Written request
Can you rewrite the lines from the line containing "One point goes on each instance of the group" through the end of the lines, changing "clock tower" to "bell tower" and leaving everything else as it is?

Records for this task

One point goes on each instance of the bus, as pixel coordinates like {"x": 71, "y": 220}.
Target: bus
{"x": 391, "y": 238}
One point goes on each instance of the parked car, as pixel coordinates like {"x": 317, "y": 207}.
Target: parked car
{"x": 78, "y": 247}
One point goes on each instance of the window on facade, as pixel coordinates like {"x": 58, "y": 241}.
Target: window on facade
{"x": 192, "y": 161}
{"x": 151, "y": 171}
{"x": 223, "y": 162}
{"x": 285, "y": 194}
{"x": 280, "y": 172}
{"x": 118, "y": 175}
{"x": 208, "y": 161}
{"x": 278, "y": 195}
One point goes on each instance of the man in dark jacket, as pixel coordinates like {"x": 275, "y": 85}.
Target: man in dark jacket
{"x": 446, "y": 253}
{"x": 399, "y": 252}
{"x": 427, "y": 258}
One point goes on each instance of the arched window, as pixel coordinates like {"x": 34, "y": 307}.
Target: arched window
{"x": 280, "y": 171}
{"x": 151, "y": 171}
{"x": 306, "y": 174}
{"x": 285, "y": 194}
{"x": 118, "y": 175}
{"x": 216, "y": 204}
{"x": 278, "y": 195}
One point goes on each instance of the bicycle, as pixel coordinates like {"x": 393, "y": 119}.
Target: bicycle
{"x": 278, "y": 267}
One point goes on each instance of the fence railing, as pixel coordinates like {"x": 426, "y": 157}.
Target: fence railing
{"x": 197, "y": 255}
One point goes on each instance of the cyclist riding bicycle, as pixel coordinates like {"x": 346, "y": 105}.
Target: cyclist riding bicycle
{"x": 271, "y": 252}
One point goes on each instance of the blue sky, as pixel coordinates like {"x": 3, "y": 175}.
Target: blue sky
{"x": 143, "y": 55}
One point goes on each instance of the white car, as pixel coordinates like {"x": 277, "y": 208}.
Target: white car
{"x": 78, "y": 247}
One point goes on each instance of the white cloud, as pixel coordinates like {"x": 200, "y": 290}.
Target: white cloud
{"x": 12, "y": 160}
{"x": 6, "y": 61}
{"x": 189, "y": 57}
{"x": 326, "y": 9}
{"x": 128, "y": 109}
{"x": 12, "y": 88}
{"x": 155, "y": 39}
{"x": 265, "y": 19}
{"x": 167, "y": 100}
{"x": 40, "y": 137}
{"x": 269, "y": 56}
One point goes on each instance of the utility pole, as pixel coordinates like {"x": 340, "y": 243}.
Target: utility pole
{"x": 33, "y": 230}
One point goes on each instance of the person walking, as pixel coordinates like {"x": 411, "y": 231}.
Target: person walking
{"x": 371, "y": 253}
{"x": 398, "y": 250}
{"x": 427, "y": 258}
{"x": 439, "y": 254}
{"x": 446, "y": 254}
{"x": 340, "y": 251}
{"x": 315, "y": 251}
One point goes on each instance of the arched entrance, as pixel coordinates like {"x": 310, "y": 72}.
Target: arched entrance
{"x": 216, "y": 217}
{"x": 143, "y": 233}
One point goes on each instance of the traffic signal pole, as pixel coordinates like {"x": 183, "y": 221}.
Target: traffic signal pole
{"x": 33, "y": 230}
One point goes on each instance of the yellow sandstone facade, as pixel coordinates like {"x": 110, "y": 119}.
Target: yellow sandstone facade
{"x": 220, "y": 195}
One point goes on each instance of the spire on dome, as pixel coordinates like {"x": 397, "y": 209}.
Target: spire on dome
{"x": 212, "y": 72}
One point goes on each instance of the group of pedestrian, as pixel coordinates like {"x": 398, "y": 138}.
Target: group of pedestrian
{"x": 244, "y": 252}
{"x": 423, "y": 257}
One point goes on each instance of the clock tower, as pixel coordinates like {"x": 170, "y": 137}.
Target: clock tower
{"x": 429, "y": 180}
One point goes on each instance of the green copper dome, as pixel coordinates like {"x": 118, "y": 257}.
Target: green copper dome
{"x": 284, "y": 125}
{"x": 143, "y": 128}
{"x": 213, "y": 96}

Solved problem
One point goes on each instance of the group of pedestrian, as pixel coordinates like {"x": 398, "y": 138}.
Target: group of pedestrian
{"x": 244, "y": 252}
{"x": 423, "y": 257}
One point goes on each instance of the bell tower, as pixel coordinates like {"x": 170, "y": 137}.
Target: bell tower
{"x": 429, "y": 180}
One point goes on each instance of the green copper dome, as pixel coordinates like {"x": 118, "y": 257}.
Target: green copper dome
{"x": 284, "y": 125}
{"x": 143, "y": 128}
{"x": 213, "y": 96}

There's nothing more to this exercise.